Return the line containing "Target: green foliage" and every line after it through the end of the entries below, with no other lines.

Data Start Marker

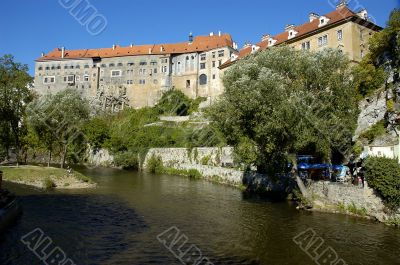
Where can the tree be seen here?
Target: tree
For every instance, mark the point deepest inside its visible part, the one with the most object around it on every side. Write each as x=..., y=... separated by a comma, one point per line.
x=58, y=119
x=14, y=95
x=288, y=101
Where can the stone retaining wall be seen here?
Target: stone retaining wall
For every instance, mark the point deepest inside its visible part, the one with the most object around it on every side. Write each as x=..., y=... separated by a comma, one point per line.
x=326, y=194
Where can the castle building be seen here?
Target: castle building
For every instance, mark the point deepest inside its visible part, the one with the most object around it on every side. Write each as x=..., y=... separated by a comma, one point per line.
x=341, y=29
x=137, y=76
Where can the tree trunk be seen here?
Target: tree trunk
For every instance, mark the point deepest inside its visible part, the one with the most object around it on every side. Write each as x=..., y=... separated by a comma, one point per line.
x=49, y=161
x=64, y=156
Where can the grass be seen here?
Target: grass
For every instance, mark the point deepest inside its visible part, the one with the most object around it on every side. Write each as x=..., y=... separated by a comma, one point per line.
x=48, y=177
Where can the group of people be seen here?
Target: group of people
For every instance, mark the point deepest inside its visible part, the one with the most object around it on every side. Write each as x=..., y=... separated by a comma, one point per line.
x=357, y=172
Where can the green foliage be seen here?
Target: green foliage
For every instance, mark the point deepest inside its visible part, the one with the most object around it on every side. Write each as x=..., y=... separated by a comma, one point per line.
x=368, y=78
x=285, y=101
x=382, y=175
x=390, y=105
x=14, y=96
x=205, y=160
x=375, y=131
x=48, y=184
x=57, y=120
x=155, y=165
x=357, y=149
x=127, y=160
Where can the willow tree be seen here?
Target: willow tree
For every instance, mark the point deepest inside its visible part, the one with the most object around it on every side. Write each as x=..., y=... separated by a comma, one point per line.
x=14, y=95
x=283, y=101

Data End Marker

### Result:
Target: green foliage
For every instance, mark the point deepest inside its visible part, the one with the most object around it on every side. Write each as x=..., y=... separated by a comma, one point per line.
x=368, y=78
x=285, y=101
x=382, y=175
x=390, y=105
x=14, y=96
x=205, y=160
x=375, y=131
x=48, y=184
x=57, y=120
x=155, y=165
x=357, y=149
x=127, y=160
Where can the willow tree be seen here?
Target: willow tree
For every instance, mark the point deepest inside its visible part, the one with the most object around it on every side. Write each as x=..., y=... separated by a comma, one point per line.
x=14, y=95
x=283, y=101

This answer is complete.